Could you please reopen this PR?

I will work actively on this PR: I am aiming to finish the above-mentioned problems/to-dos this week.

Thank you so much!

ravenouse avatar Mar 18 '24 16:03 ravenouse

Hey @ravenouse, of course!

ylacombe avatar Mar 18 '24 16:03 ylacombe

Hi @ylacombe,

Good day!

I wanted to provide a quick update: the testing phase is nearly complete. I am in the process of organizing the function names and preparing the notebook to demonstrate how the expected values used in the tests are generated.

This PR will be ready for your review by next Monday.

Thank you so much for all your support!

ravenouse avatar Mar 22 '24 11:03 ravenouse

Hi @ylacombe,

I believe this PR is now ready for your review! To facilitate the review process, I've provided a link to a Colab notebook below. This notebook demonstrates the methodology used to generate the expected values used in the test functions. Link: https://colab.research.google.com/drive/1bzYz8MydhuHUAIZauzHjrjMQ_Of89ZAj?usp=sharing

Please let me know your thoughts on this and if there is anything I should work on further!

Thank you so much!

ravenouse avatar Mar 26 '24 12:03 ravenouse

Hey @ravenouse, thanks for updating the code and for the Colab, I'll take a look ASAP!

ylacombe avatar Apr 01 '24 07:04 ylacombe

Gentle ping @ylacombe

amyeroberts avatar Apr 25 '24 09:04 amyeroberts

Data extracted from a collection ::
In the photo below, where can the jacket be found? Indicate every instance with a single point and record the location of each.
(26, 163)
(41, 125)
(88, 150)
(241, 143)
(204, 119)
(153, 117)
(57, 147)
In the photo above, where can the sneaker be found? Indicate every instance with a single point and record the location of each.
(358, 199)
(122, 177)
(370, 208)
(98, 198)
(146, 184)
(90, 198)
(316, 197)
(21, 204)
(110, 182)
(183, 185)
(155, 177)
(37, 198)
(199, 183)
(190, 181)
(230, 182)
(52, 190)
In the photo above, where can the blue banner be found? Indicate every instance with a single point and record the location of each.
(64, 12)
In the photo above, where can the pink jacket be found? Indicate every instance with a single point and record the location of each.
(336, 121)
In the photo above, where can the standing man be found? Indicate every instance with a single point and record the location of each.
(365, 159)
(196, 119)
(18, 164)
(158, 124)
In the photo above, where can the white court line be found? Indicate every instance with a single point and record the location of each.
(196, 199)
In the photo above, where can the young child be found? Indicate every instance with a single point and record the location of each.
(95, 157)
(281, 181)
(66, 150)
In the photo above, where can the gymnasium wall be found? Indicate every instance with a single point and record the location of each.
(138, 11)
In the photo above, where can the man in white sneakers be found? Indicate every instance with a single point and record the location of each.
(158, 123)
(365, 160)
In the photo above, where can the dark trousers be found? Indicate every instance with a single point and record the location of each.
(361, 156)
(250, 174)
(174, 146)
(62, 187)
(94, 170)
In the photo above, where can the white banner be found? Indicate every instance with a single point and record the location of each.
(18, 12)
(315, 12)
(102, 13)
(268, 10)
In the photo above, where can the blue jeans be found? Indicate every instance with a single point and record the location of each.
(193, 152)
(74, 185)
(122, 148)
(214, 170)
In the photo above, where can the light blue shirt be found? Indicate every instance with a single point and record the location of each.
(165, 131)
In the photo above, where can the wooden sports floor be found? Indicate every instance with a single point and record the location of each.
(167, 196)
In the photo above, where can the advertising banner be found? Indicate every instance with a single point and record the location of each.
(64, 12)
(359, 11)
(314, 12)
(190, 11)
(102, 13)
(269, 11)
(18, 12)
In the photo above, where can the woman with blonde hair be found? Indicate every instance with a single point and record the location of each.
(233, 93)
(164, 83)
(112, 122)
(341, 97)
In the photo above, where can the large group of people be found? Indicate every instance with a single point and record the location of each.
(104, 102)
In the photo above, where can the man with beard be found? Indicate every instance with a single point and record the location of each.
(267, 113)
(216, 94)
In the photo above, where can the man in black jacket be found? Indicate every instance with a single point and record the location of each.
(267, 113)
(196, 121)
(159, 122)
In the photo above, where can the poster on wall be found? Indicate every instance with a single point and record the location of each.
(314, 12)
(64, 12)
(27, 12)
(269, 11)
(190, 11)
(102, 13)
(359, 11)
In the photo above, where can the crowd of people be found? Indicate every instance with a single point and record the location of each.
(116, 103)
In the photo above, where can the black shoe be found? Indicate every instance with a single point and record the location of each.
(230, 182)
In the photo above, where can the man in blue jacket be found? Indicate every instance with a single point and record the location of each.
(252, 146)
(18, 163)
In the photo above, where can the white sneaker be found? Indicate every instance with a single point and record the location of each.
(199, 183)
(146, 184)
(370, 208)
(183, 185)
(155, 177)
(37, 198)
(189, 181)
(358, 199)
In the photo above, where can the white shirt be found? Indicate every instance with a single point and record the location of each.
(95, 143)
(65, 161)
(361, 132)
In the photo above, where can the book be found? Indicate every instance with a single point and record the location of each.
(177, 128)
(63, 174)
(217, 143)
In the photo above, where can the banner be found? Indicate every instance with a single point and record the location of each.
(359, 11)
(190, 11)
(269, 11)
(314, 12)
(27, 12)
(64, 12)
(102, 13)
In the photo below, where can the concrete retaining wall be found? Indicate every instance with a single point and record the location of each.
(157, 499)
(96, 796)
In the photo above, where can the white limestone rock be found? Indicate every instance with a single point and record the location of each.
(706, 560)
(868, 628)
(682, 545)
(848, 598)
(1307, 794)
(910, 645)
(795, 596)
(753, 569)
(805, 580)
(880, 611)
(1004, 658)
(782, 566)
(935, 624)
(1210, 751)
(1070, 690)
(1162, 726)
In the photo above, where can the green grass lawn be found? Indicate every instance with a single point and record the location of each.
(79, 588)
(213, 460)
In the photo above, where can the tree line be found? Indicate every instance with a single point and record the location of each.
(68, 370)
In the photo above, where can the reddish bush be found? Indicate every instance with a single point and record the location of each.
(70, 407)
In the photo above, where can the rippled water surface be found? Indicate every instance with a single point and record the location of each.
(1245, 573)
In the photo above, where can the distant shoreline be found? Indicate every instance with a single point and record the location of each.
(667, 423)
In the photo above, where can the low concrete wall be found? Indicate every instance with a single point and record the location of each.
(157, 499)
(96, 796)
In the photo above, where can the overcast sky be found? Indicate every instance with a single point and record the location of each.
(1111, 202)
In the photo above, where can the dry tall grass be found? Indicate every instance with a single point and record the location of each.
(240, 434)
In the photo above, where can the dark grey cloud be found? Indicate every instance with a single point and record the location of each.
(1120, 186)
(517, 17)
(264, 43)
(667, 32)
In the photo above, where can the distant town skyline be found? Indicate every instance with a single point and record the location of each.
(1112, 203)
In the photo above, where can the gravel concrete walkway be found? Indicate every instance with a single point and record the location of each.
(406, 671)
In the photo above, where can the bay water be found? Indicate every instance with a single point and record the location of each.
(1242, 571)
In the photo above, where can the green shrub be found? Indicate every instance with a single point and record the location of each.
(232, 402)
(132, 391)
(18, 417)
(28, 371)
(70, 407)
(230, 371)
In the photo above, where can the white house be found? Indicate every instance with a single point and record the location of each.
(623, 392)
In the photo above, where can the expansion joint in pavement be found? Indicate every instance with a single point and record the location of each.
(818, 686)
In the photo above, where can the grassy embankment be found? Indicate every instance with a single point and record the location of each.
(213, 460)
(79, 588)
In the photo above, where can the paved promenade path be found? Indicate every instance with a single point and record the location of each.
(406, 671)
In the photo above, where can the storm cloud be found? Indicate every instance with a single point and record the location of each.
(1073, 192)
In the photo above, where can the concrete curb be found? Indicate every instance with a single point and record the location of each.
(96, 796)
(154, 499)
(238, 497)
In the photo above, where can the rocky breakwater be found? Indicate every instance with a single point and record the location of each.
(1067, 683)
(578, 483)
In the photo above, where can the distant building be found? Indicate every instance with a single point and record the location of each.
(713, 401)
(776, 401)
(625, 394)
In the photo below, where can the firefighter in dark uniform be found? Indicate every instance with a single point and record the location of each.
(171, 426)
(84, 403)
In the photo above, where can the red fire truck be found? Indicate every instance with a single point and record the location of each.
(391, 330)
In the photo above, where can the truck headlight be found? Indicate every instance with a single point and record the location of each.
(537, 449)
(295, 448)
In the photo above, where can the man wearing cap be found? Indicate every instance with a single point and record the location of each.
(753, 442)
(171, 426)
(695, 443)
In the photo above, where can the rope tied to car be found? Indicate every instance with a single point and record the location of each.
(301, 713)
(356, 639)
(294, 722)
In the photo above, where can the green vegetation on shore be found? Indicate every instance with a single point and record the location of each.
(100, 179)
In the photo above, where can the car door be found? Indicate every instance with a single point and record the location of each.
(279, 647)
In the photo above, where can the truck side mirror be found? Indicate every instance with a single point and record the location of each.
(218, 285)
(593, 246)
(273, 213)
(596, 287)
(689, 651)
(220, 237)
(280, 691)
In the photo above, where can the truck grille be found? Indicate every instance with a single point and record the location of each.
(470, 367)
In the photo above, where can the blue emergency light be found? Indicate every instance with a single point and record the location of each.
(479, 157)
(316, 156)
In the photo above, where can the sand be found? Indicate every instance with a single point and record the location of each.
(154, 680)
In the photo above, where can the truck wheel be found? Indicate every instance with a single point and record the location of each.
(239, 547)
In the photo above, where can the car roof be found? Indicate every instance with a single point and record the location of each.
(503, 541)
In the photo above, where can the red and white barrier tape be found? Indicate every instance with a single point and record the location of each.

SHORT EXERCISE A ::
From the pull request thread above the rows, quote the part that opens with the words containing "I wanted to" and closes with "all your support!".
SHORT EXERCISE B ::
Answer these questions about the pull request thread shown before the rows:
(i) By what day did ravenouse say the PR would be ready for review?
(ii) What does the linked Colab notebook demonstrate?
(iii) Which user sent the gentle ping to @ylacombe?

FULL ANSWER A ::
I wanted to provide a quick update: the testing phase is nearly complete. I am in the process of organizing the function names and preparing the notebook to demonstrate how the expected values used in the tests are generated.

This PR will be ready for your review by next Monday.

Thank you so much for all your support!

FULL ANSWER B ::
(i) By next Monday.
(ii) The methodology used to generate the expected values used in the test functions.
(iii) amyeroberts.